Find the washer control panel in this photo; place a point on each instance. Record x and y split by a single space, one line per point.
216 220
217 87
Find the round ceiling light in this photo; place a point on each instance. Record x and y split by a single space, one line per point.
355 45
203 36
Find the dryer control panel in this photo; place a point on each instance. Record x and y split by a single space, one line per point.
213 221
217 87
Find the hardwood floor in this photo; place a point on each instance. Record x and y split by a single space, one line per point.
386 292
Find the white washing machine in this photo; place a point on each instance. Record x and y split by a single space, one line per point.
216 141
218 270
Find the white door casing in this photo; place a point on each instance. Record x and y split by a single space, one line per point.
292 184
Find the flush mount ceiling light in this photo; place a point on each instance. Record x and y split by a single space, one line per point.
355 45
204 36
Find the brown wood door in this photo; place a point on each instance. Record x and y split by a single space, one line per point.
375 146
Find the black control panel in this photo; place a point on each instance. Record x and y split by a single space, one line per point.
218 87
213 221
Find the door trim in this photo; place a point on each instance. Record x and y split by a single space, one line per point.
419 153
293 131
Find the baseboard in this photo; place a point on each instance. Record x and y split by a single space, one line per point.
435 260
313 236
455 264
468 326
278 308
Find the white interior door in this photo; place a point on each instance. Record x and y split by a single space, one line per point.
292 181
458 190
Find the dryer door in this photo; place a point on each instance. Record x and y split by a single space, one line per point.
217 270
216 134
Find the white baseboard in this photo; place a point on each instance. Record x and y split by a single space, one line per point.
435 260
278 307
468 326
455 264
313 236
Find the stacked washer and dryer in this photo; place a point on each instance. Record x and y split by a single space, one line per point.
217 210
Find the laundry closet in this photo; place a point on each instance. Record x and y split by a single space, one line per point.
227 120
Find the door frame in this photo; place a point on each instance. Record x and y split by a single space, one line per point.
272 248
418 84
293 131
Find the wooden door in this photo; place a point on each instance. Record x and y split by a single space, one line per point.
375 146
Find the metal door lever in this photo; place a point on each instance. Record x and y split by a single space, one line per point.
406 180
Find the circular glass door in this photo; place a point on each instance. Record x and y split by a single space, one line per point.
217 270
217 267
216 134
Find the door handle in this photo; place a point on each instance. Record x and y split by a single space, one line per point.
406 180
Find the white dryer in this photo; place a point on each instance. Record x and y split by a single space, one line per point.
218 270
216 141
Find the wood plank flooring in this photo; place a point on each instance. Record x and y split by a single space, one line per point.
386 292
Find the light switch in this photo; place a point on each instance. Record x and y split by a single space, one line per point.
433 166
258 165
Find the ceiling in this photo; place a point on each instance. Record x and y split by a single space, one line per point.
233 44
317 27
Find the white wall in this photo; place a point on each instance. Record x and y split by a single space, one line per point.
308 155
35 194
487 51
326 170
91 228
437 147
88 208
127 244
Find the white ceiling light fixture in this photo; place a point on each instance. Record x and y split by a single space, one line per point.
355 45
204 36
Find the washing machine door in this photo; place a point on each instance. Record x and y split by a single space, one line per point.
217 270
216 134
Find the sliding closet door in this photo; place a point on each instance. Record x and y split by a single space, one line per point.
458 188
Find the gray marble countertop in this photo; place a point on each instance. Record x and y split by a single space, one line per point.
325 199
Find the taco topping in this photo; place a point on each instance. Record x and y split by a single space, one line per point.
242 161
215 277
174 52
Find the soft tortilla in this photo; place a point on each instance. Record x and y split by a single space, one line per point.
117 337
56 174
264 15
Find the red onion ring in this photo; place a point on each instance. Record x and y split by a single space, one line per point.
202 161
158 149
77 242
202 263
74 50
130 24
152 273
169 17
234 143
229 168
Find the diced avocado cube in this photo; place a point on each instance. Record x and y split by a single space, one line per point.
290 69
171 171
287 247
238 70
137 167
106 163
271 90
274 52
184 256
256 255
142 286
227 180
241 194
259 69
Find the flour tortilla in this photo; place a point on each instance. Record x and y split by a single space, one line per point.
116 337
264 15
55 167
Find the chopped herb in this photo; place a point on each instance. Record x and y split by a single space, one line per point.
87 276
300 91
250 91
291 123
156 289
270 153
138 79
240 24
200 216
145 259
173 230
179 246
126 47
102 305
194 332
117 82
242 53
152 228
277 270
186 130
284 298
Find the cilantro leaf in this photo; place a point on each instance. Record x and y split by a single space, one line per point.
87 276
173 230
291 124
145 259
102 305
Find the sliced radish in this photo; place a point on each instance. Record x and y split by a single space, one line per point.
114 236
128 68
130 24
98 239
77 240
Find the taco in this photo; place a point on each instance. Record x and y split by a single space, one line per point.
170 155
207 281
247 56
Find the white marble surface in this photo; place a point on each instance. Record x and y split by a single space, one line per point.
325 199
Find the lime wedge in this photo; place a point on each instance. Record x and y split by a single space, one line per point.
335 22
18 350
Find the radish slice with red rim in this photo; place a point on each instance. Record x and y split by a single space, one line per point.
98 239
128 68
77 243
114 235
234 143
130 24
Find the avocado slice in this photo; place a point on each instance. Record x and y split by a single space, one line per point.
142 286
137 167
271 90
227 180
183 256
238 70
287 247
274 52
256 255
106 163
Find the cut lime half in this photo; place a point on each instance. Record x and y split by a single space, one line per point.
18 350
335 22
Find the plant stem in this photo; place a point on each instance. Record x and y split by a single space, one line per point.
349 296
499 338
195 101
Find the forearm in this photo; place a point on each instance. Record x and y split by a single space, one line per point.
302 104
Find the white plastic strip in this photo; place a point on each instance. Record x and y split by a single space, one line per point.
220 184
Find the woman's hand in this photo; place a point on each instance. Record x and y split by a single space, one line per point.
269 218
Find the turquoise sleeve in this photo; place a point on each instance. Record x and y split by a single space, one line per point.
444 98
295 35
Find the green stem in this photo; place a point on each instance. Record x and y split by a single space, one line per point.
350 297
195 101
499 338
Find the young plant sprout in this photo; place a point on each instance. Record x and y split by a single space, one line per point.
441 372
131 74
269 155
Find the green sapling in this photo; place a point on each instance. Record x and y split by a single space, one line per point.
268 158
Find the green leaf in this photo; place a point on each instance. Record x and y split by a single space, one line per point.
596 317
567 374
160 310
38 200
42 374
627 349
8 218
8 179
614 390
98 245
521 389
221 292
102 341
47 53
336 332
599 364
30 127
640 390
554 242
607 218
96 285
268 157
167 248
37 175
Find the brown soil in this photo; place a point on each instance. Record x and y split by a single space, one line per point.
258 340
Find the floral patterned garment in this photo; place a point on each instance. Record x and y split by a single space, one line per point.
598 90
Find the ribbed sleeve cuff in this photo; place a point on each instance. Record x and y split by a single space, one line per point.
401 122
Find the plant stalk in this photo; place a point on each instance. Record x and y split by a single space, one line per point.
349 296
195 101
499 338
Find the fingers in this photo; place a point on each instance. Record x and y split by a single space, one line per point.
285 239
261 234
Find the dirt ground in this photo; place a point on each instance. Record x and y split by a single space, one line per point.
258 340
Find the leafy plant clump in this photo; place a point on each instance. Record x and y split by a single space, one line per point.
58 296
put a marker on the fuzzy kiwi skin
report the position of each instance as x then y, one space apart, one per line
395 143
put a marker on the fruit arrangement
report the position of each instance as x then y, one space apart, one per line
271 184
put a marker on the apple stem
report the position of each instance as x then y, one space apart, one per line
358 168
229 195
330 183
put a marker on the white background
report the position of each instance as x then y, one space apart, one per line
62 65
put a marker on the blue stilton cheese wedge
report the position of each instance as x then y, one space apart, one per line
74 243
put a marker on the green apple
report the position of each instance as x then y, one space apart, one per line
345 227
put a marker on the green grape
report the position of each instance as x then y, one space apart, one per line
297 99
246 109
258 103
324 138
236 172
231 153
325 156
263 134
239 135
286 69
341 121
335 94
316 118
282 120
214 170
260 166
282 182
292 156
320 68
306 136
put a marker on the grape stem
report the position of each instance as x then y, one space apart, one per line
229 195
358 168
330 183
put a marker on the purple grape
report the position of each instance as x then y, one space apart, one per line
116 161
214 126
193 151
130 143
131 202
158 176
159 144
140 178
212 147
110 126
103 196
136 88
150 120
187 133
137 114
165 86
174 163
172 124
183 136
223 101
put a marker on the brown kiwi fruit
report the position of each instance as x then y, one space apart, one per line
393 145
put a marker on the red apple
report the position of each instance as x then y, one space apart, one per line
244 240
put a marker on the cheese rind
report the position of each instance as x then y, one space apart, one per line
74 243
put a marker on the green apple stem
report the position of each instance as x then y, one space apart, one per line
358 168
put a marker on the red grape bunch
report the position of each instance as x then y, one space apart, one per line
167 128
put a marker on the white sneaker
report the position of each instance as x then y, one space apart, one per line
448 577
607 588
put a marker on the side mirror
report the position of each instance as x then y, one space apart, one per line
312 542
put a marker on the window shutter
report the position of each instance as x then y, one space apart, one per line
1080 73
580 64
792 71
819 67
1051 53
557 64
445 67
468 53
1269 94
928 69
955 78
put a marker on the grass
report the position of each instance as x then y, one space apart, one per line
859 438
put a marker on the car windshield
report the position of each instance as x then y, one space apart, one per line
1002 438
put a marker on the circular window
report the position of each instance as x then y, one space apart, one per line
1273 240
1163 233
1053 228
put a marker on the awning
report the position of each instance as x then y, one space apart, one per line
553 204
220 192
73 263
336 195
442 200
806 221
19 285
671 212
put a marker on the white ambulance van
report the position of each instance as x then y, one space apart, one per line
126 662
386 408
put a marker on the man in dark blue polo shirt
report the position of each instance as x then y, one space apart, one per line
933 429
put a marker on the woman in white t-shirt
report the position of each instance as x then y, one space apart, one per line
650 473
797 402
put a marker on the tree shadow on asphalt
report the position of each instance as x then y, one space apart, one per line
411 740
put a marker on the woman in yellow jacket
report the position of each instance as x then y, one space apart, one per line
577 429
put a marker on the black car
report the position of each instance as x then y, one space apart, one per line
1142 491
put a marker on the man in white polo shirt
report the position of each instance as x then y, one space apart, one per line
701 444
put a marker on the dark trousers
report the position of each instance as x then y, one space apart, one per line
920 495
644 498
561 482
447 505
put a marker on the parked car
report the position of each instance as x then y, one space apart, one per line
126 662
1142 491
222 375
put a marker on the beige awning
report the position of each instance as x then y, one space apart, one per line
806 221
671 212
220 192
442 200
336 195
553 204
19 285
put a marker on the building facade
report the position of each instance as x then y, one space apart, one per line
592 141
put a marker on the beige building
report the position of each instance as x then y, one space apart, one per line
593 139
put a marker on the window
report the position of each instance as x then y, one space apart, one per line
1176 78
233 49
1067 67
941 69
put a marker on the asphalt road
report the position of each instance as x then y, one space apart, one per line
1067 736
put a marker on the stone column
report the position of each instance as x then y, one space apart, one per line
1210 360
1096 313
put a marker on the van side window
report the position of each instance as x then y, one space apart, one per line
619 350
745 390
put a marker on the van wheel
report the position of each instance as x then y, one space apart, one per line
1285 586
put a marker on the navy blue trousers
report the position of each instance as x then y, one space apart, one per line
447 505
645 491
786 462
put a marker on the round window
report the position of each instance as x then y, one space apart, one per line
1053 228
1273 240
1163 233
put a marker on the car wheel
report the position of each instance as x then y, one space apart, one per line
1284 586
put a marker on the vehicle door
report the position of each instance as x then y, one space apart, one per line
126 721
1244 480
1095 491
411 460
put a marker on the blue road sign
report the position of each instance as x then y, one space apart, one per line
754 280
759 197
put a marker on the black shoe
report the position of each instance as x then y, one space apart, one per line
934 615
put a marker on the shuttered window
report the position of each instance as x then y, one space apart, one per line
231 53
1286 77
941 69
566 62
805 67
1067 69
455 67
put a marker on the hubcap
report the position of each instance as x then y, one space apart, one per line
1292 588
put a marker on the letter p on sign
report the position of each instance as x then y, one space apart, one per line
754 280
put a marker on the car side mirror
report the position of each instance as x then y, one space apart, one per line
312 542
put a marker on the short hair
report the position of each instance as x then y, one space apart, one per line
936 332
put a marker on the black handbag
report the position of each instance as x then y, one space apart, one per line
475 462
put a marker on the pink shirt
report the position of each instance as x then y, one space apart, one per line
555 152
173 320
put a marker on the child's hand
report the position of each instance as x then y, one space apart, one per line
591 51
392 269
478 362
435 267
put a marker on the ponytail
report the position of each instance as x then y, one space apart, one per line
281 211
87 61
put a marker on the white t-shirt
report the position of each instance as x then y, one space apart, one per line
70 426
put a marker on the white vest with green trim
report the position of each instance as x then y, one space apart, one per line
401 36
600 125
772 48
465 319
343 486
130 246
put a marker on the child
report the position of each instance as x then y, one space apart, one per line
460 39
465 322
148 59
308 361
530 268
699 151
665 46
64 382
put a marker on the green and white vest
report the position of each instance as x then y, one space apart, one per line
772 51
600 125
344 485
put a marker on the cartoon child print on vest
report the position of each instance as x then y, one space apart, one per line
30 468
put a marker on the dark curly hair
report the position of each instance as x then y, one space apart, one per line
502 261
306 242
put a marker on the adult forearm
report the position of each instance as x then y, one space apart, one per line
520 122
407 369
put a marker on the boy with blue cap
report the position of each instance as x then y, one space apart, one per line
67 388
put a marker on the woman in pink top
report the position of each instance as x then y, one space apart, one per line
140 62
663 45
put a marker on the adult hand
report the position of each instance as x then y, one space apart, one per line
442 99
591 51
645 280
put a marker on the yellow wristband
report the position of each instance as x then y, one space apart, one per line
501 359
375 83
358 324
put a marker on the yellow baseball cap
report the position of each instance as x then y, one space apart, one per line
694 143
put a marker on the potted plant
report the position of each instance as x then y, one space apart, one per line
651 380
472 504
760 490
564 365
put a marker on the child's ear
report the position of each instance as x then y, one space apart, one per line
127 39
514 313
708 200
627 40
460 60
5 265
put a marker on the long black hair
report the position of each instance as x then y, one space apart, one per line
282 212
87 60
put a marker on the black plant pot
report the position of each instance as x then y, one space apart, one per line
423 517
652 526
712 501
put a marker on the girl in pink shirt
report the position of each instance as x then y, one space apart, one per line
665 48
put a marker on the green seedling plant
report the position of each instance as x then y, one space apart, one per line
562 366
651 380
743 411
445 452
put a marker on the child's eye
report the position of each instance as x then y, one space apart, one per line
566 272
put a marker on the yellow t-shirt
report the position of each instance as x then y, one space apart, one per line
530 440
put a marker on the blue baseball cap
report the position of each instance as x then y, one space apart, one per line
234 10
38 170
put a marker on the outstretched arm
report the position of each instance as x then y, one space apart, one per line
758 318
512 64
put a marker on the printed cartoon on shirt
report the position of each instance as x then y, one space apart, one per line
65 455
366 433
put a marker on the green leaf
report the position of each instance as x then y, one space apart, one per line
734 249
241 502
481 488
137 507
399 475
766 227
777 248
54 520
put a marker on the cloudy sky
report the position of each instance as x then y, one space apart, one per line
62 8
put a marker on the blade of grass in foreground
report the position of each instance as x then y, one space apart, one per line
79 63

___

WHAT THE TASK REQUIRES. Transcribe the records above exactly, but only from the line that contains "put a marker on the child's ear" through their final line, inclusive.

WRITTEN SOLUTION.
put a marker on the child's ear
report the position of each instance as x then y, one space apart, one per line
127 39
514 313
708 200
627 40
460 60
5 265
put a marker on the long black hair
report the position of each instance as x then y, one space apart, one per line
282 212
87 60
put a marker on the black plant pot
report the position of each instance as x then y, one space apart, one per line
423 517
652 526
712 501
put a marker on the girl in pink shirt
report the position of each instance as x then y, one space apart, one per line
665 48
put a marker on the green seedling plant
report the position of each instance as x then y, one space apart, one per line
562 366
651 380
743 411
445 452
put a marker on the child's eye
report the position of each instance as x then y, one space apart, one per line
566 272
put a marker on the yellow t-shirt
report the position of each instance as x then y, one space apart, one per line
530 440
put a marker on the blue baseball cap
report the position of each instance as x then y, one space apart, one per line
234 10
38 170
put a marker on the outstretched arm
report the position of each instance as x then y, one space apart, one per line
758 318
512 64
put a marker on the printed cartoon on shirt
report the position of each instance as x then y, one space apart, one per line
65 455
366 433
put a marker on the green leaf
report the position of each instance as x then y, one space apart, one per line
734 249
241 502
481 488
137 507
399 475
766 227
777 248
54 520
put a marker on the cloudy sky
report the position of each instance as x then y, one space apart, one per line
62 8
put a marker on the blade of grass in foreground
report the position of each instance as x then y, one space apart, one per line
79 63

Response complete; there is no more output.